## [DOCUMENT EXCERPT]
********

Description
A boy named Ayrat lives on planet AMI-1511. Each inhabitant of this planet has a talent. Specifically, Ayrat loves running, moreover, just running is not enough for him. He is dreaming of making running a real art.
First, he wants to construct the running track with coating t. On planet AMI-1511 the coating of the track is the sequence of colored blocks, where each block is denoted as the small English letter. Therefore, every coating can be treated as a string.
Unfortunately, blocks aren't freely sold to non-business customers, but Ayrat found an infinite number of coatings s. Also, he has scissors and glue. Ayrat is going to buy some coatings s, then cut out from each of them exactly one continuous piece (substring) and glue it to the end of his track coating. Moreover, he may choose to flip this block before glueing it. Ayrat want's to know the minimum number of coating s he needs to buy in order to get the coating t for his running track. Of course, he also want's to know some way to achieve the answer.
Input
First line of the input contains the string s — the coating that is present in the shop. Second line contains the string t — the coating Ayrat wants to obtain. Both strings are non-empty, consist of only small English letters and their length doesn't exceed 2100.
Output
The first line should contain the minimum needed number of coatings n or -1 if it's impossible to create the desired coating.
If the answer is not -1, then the following n lines should contain two integers xi and yi — numbers of ending blocks in the corresponding piece. If xi ≤ yi then this piece is used in the regular order, and if xi > yi piece is used in the reversed order. Print the pieces in the order they should be glued to get the string t.
Sample Input
abc cbaabc
2 3 1 1 3
aaabrytaaa ayrat
3 1 1 6 5 8 7
ami no
-1
Hint
In the first sample string "cbaabc" = "cba" + "abc".

********

## [PROBLEMS TO WORK ON]
a) Answer these questions about the problem statement on Ayrat's running track:
(i) On which planet does Ayrat live?
(ii) What is the greatest length either input string may have?
(iii) What should the first output line contain if the desired coating cannot be created?
b) Write out the problem statement on Ayrat's running track from "If the answer" to "the string t.".

(Records)
********

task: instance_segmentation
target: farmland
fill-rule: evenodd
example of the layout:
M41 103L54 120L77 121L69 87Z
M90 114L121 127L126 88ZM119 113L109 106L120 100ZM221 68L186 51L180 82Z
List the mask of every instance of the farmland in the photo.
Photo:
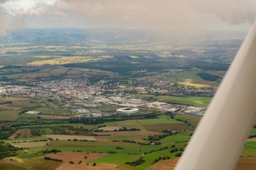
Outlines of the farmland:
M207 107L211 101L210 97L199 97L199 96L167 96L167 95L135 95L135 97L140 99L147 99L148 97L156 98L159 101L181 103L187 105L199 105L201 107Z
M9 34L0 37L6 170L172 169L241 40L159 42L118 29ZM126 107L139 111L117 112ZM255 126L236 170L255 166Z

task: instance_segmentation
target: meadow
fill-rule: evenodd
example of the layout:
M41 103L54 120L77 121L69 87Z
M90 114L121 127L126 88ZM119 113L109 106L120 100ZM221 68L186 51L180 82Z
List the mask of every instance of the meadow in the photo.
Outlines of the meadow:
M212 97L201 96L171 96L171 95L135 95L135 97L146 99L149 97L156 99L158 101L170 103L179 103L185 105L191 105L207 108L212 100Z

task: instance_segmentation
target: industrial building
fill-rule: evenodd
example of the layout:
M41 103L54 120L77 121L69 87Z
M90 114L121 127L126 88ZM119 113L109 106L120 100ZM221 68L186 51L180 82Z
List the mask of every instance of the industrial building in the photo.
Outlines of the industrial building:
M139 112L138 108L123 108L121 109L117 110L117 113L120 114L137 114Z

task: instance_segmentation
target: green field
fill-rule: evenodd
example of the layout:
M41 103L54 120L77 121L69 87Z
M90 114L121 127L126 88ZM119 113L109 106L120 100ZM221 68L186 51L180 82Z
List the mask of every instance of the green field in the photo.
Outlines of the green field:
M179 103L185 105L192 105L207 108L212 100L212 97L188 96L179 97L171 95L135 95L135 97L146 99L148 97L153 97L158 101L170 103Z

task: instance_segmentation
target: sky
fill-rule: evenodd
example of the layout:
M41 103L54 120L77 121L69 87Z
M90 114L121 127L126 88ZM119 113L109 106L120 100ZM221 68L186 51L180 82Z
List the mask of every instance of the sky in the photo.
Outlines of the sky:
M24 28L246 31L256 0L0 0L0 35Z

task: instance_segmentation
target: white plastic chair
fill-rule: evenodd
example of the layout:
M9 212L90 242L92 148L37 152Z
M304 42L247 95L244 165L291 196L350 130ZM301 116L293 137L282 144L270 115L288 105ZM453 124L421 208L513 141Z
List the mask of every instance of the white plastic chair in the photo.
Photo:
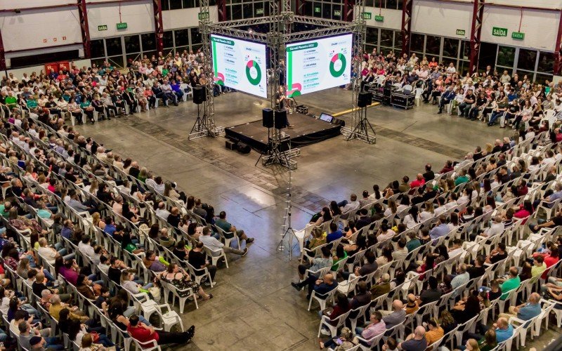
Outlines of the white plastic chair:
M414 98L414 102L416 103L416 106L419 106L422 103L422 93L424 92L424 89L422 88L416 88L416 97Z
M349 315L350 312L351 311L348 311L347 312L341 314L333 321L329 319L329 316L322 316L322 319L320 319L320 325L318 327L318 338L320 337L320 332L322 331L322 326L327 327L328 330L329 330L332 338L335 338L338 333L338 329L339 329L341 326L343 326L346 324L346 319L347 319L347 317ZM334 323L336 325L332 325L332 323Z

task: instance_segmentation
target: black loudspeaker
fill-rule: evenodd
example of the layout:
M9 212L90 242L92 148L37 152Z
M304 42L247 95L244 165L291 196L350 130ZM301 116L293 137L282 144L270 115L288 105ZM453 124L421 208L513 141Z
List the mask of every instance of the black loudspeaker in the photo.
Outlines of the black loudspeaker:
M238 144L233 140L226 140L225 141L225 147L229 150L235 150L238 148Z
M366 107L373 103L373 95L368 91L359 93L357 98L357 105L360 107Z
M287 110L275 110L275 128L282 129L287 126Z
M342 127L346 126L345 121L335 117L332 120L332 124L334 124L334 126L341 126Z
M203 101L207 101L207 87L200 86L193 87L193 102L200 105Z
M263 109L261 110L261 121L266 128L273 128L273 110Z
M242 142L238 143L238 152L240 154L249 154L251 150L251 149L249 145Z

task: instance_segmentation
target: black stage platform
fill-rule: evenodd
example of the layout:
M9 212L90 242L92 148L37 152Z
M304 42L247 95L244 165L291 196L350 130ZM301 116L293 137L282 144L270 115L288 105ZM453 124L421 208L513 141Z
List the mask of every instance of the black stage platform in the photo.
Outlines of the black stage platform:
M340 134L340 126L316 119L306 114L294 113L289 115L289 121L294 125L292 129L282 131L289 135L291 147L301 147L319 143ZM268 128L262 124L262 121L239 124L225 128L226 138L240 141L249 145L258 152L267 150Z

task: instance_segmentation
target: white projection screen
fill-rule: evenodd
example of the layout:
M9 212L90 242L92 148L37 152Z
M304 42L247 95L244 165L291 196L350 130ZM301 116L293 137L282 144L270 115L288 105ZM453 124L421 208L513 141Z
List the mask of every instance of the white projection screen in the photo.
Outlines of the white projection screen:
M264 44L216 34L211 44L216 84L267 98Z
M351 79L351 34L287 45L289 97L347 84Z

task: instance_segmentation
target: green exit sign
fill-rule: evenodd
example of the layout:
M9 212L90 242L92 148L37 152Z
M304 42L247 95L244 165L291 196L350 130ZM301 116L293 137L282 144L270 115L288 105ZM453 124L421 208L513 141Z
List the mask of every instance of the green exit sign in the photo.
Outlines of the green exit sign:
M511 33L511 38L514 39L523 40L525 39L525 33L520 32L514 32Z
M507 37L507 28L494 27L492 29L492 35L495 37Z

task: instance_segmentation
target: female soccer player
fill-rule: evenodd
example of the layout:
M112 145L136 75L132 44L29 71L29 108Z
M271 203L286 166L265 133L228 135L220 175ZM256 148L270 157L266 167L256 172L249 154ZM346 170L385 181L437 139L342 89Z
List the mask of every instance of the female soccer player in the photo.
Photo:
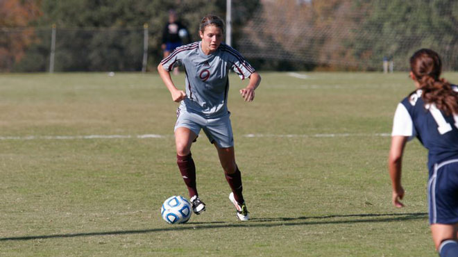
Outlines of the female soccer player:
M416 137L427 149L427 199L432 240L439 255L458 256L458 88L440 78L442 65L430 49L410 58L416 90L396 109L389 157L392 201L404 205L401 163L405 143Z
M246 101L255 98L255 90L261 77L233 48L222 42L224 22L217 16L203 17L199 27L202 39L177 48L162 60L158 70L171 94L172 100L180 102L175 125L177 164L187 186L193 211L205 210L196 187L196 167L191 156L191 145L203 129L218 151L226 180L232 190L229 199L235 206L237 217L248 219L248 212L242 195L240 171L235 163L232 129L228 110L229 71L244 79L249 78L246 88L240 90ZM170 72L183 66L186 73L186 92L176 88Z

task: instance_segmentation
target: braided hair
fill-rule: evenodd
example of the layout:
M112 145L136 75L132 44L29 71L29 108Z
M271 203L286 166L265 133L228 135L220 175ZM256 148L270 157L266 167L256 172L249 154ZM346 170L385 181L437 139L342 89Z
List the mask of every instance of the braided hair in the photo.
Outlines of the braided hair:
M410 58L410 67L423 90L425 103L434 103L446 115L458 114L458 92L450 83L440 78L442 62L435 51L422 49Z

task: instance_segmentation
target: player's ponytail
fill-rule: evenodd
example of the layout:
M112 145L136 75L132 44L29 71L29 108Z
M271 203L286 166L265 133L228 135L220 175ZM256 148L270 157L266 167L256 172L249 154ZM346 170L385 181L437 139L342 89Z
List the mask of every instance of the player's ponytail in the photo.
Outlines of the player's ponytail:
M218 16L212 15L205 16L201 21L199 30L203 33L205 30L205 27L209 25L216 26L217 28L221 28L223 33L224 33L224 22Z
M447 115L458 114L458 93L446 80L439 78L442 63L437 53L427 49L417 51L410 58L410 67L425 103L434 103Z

********

## [ANSWERS IN ORDER]
a)
(i) AMI-1511
(ii) 2100
(iii) -1

b)
If the answer is not -1, then the following n lines should contain two integers xi and yi — numbers of ending blocks in the corresponding piece. If xi ≤ yi then this piece is used in the regular order, and if xi > yi piece is used in the reversed order. Print the pieces in the order they should be glued to get the string t.